▸ **BRIEF**:
All of the data below is to be returned unaltered.

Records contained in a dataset
- - - - - - -
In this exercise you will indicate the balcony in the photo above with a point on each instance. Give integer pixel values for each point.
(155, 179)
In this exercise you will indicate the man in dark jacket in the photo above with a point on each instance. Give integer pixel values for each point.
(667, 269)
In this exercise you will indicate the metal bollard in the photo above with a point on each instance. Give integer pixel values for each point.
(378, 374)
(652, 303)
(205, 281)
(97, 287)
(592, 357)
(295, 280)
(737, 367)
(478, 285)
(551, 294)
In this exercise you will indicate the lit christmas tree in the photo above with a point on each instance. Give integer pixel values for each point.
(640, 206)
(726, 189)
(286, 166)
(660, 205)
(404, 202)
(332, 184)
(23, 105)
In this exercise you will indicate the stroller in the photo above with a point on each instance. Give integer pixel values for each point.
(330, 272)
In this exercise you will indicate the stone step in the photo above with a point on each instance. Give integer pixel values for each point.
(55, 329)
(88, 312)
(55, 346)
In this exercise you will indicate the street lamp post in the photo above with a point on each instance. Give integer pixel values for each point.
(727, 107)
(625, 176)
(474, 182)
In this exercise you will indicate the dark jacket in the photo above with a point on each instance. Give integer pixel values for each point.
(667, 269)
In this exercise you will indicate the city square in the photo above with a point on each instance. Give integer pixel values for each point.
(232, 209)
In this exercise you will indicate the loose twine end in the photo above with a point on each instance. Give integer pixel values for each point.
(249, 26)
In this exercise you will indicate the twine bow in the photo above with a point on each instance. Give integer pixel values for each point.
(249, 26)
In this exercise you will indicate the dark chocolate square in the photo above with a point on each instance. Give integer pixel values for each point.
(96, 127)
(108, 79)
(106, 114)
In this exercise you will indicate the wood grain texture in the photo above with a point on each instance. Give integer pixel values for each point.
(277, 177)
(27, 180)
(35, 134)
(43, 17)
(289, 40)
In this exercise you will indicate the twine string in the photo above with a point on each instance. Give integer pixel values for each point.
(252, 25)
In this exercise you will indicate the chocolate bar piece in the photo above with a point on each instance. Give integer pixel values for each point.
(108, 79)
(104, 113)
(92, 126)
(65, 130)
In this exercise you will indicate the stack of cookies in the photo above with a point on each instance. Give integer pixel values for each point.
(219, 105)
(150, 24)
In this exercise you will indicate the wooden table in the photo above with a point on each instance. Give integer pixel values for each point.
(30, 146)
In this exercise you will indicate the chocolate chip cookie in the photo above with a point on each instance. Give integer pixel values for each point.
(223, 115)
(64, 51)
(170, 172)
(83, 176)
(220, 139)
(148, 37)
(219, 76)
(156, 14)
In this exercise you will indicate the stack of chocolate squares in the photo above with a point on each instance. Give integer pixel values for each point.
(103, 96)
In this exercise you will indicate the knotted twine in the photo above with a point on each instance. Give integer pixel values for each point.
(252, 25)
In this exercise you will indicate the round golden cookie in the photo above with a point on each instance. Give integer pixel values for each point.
- - - - - - -
▸ **ANSWER SECTION**:
In this exercise you will indicate the balcony in the photo above with a point on each instance. Give integer pixel values for each point.
(155, 179)
In this exercise you will indicate the man in dark jacket in the photo above with a point on each instance. Give integer pixel values for each point.
(667, 269)
In this exercise you will indicate the metal bollard in the photo above with a point on each instance. Give integer pixel values for each point.
(378, 374)
(652, 303)
(205, 281)
(97, 287)
(592, 357)
(295, 280)
(737, 367)
(478, 285)
(551, 294)
In this exercise you will indicate the lit christmas tree in the photo above with a point on each instance. Give integer pixel values for each point.
(640, 206)
(726, 189)
(286, 166)
(660, 205)
(404, 202)
(332, 184)
(23, 105)
In this exercise you will indicate the stroller in the photo above with a point on each instance. Give integer pixel values for each point.
(330, 272)
In this exercise you will indicate the stone step in the photo above with a point on each instance. Give integer pixel values for each point.
(55, 329)
(88, 312)
(55, 346)
In this exercise you will indicate the street lamp post in the photo above with a point on each instance. Give integer pixel values for each point.
(727, 107)
(625, 176)
(474, 182)
In this exercise you will indicate the dark jacket in the photo above with a point on each instance. Give integer pixel values for each point.
(667, 269)
In this exercise you will indicate the city square in the photo above with a point on each instance. Give integer pixel values for each point.
(232, 209)
In this exercise you will indicate the loose twine end in the photo above with a point on each instance. Give integer pixel values for each point.
(249, 26)
In this exercise you will indicate the twine bow in the photo above with a point on each instance. Give integer pixel values for each point.
(249, 26)
In this exercise you will indicate the dark chocolate square in the photo above with a point on each instance. Give integer pixel values for each point.
(96, 127)
(108, 79)
(106, 114)
In this exercise you will indicate the wood grain texture in the photo above with a point on each instance. Give integer pixel values for each point.
(277, 177)
(27, 180)
(35, 134)
(43, 17)
(289, 40)
In this exercise you will indicate the twine string in the photo above with a point on each instance. Give integer pixel values for each point.
(252, 25)
In this exercise you will indicate the chocolate bar piece in the photo above with a point on each instance. Give integer pixel values for each point.
(108, 79)
(104, 113)
(92, 126)
(65, 130)
In this exercise you will indicate the stack of cookies in the photo above with a point on each instance. Give integer pixel values for each point.
(219, 105)
(150, 24)
In this exercise you will indicate the wooden table in the photo above with a point on each instance. Give integer pixel values for each point.
(30, 146)
In this exercise you will indicate the chocolate chip cookie in the photo above with a point on each instance. Give integer pixel values for each point.
(223, 115)
(64, 51)
(170, 172)
(83, 176)
(220, 139)
(148, 37)
(219, 76)
(156, 14)
In this exercise you will indicate the stack of chocolate squares in the photo above with a point on each instance. Give integer pixel values for each point.
(103, 96)
In this exercise you will indicate the knotted twine in the photo above with a point on each instance. Give integer pixel values for each point.
(252, 25)
In this exercise you will indicate the round golden cookie in the photo above with a point on each instance. Give integer pixel values for each point.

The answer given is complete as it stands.